■ Your goal ■
Please rewrite every one of the rows below, swapping "Pick out" for "Mark" and leaving everything else unchanged.

■ Material shown ■

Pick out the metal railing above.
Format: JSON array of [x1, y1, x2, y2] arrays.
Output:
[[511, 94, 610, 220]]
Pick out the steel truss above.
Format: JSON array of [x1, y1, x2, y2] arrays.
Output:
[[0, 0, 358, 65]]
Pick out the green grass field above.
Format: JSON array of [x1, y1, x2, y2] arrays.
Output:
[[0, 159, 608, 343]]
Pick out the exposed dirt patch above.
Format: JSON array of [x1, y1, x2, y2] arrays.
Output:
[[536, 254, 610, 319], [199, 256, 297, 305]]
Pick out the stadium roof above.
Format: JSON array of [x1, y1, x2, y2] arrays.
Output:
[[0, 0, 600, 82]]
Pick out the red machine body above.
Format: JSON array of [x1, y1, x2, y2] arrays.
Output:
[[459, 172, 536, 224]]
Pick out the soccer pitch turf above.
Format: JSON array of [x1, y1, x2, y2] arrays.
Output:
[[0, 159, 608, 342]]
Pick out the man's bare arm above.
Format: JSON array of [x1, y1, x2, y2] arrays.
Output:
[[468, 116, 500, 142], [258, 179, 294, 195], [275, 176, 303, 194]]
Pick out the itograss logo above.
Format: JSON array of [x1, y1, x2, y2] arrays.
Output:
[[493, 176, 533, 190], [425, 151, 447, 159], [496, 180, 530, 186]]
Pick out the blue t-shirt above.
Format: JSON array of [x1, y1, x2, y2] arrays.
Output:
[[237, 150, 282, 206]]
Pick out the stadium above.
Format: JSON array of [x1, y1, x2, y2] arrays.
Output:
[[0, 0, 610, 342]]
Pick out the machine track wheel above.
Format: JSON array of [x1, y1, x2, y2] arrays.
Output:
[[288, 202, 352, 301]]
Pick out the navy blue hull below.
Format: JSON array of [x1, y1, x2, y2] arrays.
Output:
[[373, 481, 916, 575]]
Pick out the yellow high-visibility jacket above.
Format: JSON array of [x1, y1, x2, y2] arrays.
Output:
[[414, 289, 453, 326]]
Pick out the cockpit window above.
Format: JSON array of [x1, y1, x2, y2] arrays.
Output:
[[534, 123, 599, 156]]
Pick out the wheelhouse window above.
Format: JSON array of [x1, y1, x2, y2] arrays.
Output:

■ Full answer ■
Mark the metal railing above.
Format: JSON array of [x1, y1, x2, y2] arrays.
Output:
[[511, 94, 610, 220]]
Mark the steel truss above.
Format: JSON array of [x1, y1, x2, y2] arrays.
Output:
[[0, 0, 358, 65]]
Mark the green grass field above.
Format: JSON array of [x1, y1, x2, y2] arrays.
Output:
[[0, 159, 608, 343]]
Mark the exposed dirt patch above.
Format: JSON array of [x1, y1, x2, y2] arrays.
Output:
[[536, 254, 610, 319], [199, 256, 297, 305]]
Mark the stadium roof above.
Format: JSON array of [x1, y1, x2, y2] arrays.
Output:
[[0, 0, 600, 82]]
Mark the red machine body above.
Format: JSON array of [x1, y1, x2, y2] arrays.
Output:
[[459, 172, 536, 224]]
Mark the soccer pitch turf above.
Format: JSON array of [x1, y1, x2, y2] arrays.
Output:
[[0, 159, 608, 342]]
Mark the man's bare arm above.
Format: JSON array of [x1, y1, x2, y2] arrays.
Output:
[[468, 116, 500, 142], [258, 179, 294, 195], [275, 176, 303, 194]]
Mark the itograss logo above.
Format: JSON array of [x1, y1, x2, y2] arrays.
Output:
[[493, 176, 533, 190], [425, 151, 447, 159], [496, 180, 530, 186]]
Mark the blue t-shirt above.
Format: JSON array of [x1, y1, x2, y2] arrays.
Output:
[[237, 150, 282, 206]]
Mark the stadium above.
Format: JSON array of [x1, y1, x2, y2] arrays.
Output:
[[0, 0, 610, 342]]
Mark the machine track wheel above.
Format: JSON array of [x1, y1, x2, y2] arrays.
Output:
[[288, 202, 352, 301]]
Mark the navy blue hull below.
Format: JSON array of [x1, y1, x2, y2] arrays.
Output:
[[373, 481, 916, 575]]
Mark the yellow high-visibility jacket above.
Format: JSON array of [x1, y1, x2, y2] arrays.
Output:
[[414, 289, 453, 326]]
Mark the cockpit window above.
Format: JSON array of [x1, y1, x2, y2] arrays.
Output:
[[534, 123, 599, 156]]
Mark the wheelhouse window above.
Format: JSON array of [x1, y1, x2, y2] arrays.
Output:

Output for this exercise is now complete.